--- TASK OBJECTIVE ---
Count the rows below that contain the word "wind". Reply with the number alone.

Entries from a point annotation set
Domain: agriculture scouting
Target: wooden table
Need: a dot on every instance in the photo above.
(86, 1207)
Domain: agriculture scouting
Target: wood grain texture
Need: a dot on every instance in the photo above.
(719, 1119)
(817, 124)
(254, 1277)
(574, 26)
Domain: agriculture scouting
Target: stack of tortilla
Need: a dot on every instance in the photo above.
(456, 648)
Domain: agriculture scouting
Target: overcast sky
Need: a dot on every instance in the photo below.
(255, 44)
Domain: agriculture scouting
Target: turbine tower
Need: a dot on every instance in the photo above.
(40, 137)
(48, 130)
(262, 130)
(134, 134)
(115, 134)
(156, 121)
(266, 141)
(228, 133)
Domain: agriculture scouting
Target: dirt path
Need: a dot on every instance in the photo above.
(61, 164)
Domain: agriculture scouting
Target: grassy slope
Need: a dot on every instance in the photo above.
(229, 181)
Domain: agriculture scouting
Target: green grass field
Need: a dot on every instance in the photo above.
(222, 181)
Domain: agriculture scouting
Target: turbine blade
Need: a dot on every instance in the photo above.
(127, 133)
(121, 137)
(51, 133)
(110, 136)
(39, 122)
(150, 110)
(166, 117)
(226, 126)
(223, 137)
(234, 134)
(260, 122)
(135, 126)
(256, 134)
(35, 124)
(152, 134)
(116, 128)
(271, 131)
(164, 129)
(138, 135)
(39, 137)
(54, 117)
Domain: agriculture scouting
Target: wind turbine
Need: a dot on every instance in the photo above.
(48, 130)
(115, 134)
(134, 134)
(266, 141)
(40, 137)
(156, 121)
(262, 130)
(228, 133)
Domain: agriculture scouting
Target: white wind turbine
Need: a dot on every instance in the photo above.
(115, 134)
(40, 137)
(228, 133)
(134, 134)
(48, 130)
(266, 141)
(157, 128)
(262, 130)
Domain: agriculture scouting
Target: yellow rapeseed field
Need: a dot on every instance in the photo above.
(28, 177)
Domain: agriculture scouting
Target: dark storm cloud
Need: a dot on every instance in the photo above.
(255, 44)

--- SOLUTION ---
2